Take each line from the entries that holds "water" and copy it out.

[Excerpted records Boundary: Start]

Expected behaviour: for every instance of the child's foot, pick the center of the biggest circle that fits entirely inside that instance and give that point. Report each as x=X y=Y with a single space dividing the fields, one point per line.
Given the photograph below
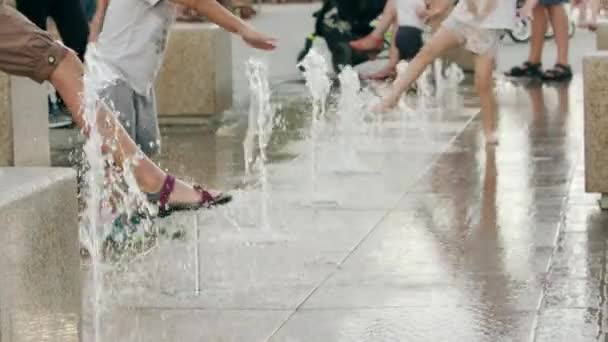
x=175 y=195
x=385 y=105
x=491 y=139
x=382 y=75
x=368 y=43
x=592 y=26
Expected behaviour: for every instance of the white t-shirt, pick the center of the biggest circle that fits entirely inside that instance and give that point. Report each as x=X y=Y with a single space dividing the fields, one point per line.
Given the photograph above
x=406 y=12
x=504 y=16
x=133 y=40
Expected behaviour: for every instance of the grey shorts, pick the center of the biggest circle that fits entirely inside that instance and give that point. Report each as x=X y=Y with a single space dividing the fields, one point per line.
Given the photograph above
x=479 y=41
x=137 y=114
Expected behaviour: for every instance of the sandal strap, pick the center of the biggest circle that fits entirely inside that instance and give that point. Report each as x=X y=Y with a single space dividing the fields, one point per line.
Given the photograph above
x=563 y=67
x=165 y=191
x=206 y=198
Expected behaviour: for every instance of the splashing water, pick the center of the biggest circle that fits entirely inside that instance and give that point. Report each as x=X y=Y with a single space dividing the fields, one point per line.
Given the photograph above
x=318 y=83
x=455 y=76
x=109 y=191
x=261 y=114
x=350 y=106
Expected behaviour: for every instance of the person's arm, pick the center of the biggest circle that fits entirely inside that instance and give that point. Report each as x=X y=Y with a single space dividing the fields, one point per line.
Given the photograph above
x=526 y=11
x=437 y=8
x=97 y=22
x=228 y=21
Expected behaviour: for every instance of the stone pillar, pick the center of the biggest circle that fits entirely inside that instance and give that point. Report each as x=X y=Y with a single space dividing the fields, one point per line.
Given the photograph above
x=24 y=123
x=601 y=34
x=195 y=80
x=595 y=77
x=39 y=260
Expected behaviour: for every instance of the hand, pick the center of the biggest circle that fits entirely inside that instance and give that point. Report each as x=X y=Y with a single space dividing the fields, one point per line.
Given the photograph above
x=385 y=105
x=526 y=12
x=422 y=12
x=258 y=40
x=437 y=9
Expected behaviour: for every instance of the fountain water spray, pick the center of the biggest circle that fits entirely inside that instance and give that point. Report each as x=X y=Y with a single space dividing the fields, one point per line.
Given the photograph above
x=109 y=191
x=261 y=116
x=318 y=83
x=349 y=110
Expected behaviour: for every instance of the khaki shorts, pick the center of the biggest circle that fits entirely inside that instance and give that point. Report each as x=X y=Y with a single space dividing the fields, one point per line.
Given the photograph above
x=25 y=50
x=480 y=41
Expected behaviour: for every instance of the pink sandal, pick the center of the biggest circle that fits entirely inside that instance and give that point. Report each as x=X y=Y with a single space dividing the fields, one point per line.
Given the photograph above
x=207 y=200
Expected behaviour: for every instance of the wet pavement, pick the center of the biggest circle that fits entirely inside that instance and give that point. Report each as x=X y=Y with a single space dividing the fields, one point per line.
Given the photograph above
x=410 y=229
x=421 y=234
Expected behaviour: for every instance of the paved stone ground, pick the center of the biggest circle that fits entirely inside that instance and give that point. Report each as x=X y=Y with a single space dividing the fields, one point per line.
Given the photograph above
x=421 y=234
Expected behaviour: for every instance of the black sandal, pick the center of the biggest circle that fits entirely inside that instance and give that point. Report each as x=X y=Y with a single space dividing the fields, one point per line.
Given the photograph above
x=206 y=201
x=559 y=73
x=527 y=69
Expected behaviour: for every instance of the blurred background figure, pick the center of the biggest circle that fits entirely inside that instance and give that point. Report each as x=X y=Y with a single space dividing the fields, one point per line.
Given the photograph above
x=72 y=26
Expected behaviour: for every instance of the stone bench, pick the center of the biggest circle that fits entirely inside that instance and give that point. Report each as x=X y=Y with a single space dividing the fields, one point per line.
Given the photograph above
x=39 y=259
x=24 y=132
x=595 y=78
x=195 y=80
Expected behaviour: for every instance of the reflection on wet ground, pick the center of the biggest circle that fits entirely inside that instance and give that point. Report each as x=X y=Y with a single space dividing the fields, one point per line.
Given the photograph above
x=421 y=235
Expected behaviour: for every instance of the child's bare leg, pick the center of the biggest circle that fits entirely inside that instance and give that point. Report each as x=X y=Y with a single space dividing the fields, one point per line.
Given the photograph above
x=537 y=40
x=389 y=70
x=375 y=40
x=441 y=42
x=67 y=79
x=582 y=14
x=559 y=22
x=484 y=84
x=595 y=12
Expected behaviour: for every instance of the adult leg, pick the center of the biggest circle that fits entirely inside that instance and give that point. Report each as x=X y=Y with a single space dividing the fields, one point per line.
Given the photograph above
x=67 y=79
x=375 y=40
x=559 y=22
x=533 y=66
x=484 y=66
x=441 y=42
x=28 y=51
x=539 y=29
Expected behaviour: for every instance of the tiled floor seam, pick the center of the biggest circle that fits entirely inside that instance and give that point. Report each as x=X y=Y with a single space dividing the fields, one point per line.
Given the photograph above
x=373 y=229
x=560 y=230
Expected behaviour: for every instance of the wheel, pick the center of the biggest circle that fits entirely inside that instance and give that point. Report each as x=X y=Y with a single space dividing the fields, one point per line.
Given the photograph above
x=521 y=32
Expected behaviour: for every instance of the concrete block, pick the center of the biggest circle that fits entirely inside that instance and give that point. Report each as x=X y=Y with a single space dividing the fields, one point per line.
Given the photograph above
x=40 y=277
x=601 y=34
x=595 y=78
x=196 y=77
x=24 y=132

[Excerpted records Boundary: End]

## Written answer
Expected behaviour: for every instance of the splashing water, pick the center of the biggest circle that fits entirely inside that instance and give that point. Report each as x=X y=Y with a single space dividing the fields, one point per line.
Expected behaviour: for every instance of the fountain water spray, pick the center of the biggest circle that fits entirely inside that instance and give that point. Report each as x=X y=Y with a single space dividing the fields, one point per line.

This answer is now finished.